▶ What this task involves
Without the pictures, set down every line of the data exactly.
[The records Boundary: Start]
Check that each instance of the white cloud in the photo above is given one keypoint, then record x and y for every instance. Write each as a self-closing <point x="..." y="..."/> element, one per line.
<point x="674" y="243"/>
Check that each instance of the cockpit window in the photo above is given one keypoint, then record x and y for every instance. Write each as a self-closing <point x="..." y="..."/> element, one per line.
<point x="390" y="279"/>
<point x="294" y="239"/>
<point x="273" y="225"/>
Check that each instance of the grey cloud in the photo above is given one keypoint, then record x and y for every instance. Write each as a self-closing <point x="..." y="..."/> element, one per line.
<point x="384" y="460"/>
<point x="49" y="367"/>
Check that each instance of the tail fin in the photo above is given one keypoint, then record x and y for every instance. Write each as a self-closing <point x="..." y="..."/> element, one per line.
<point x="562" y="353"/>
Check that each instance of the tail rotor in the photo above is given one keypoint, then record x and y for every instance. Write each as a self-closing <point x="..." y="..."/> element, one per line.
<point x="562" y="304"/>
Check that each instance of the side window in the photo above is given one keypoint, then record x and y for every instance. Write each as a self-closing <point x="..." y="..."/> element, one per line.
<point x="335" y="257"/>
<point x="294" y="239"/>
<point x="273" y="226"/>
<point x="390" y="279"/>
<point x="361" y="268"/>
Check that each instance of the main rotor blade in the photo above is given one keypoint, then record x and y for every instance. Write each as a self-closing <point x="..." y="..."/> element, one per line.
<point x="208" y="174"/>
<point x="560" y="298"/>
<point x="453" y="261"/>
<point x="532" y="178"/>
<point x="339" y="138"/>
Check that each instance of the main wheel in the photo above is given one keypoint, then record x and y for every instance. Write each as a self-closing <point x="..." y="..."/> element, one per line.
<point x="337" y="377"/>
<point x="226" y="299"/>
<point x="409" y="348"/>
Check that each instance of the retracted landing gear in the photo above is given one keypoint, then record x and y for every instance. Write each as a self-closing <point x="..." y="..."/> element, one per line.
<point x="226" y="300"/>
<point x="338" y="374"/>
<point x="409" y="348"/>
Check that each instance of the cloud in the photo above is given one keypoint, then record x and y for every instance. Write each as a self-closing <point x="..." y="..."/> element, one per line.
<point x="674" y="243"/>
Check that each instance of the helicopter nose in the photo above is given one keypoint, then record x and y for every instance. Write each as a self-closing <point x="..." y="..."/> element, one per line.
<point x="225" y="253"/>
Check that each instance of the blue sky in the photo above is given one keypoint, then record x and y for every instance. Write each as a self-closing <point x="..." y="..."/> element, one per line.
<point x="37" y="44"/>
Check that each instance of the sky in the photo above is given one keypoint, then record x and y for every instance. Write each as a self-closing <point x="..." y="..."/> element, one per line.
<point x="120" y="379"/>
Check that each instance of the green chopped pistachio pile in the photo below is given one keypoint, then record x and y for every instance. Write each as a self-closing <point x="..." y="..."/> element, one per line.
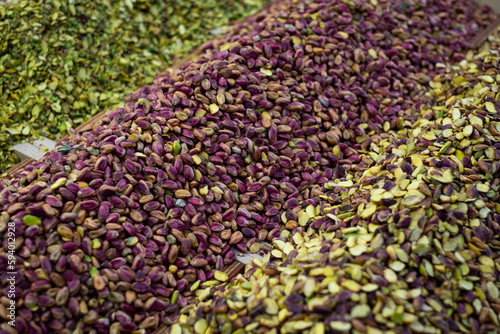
[The records Boundary: End]
▶ Completed exercise
Check that each instance of the white cloud in the photo above is given one keypoint, then record x and y for every instance. Write each as a self-closing <point x="..." y="..."/> element, one per line.
<point x="674" y="243"/>
Check that each instance of the cockpit window in the photo above is given one keypoint, then record x and y for every instance. Write each as a self-closing <point x="..." y="..."/> element, one per line.
<point x="390" y="279"/>
<point x="294" y="239"/>
<point x="273" y="225"/>
Check that each instance of the grey cloud in the photo above is given one keypoint, then record x and y for every instance. Write each as a self-closing <point x="..." y="..."/> element, one per line.
<point x="384" y="460"/>
<point x="49" y="367"/>
Check that each instance of the tail fin in the photo above is given one keypoint, then record x and y for every instance. Write each as a self-closing <point x="..." y="..."/> element, one per line.
<point x="562" y="353"/>
Check that each instance of the tail rotor in the photo above is given one keypoint, then record x and y for every instance. Write each as a self-closing <point x="..." y="..."/> element, one per line.
<point x="562" y="304"/>
Check that each instance of the side window in the photo above is given one keypoint, then record x and y for every instance. Write each as a self-closing <point x="..." y="..."/> element, one per line.
<point x="335" y="257"/>
<point x="294" y="239"/>
<point x="273" y="226"/>
<point x="390" y="279"/>
<point x="361" y="268"/>
Check that each instance of the main rotor blade in the photo above is given one keypoint, then record x and y for every instance. Write each as a self-closing <point x="..." y="..."/> element, one per line.
<point x="208" y="174"/>
<point x="560" y="298"/>
<point x="453" y="261"/>
<point x="532" y="178"/>
<point x="339" y="138"/>
Check that each instance of the main wheel in the photo above is given one keypoint, then record x and y for every instance. Write each as a self-closing <point x="..." y="..."/> element, one per line.
<point x="337" y="377"/>
<point x="226" y="299"/>
<point x="409" y="348"/>
Check that each instance of the retracted landing gear in the photo above is given one keypoint, then record x and y for every instance. Write each as a self-closing <point x="..." y="..."/> element, one per line.
<point x="226" y="300"/>
<point x="338" y="374"/>
<point x="409" y="348"/>
Check that each instance of the cloud in the photo above is given one keypoint, then record x and y for every instance. Write each as a self-closing <point x="..." y="..."/> element, one per line.
<point x="674" y="243"/>
Check that each instance of the helicopter nose in the photo above is given one keypoint, then record x and y for every instance. Write each as a self-closing <point x="..." y="..."/> element, one per line.
<point x="225" y="253"/>
Check that each instance of the blue sky in the photo above is given one keypoint, then record x and y for every instance. Write each as a self-closing <point x="..." y="..."/> element, one per line.
<point x="37" y="44"/>
Check that each instance of the sky in the photo above is given one keypoint, then record x and y for every instance. Write each as a self-closing <point x="..." y="..."/> element, one per line.
<point x="120" y="379"/>
Check that each instance of the green chopped pistachio pile in the photo below is given one keypoint, then record x and y for every instance. Write each as a self-closing <point x="..." y="..."/> element, one per line.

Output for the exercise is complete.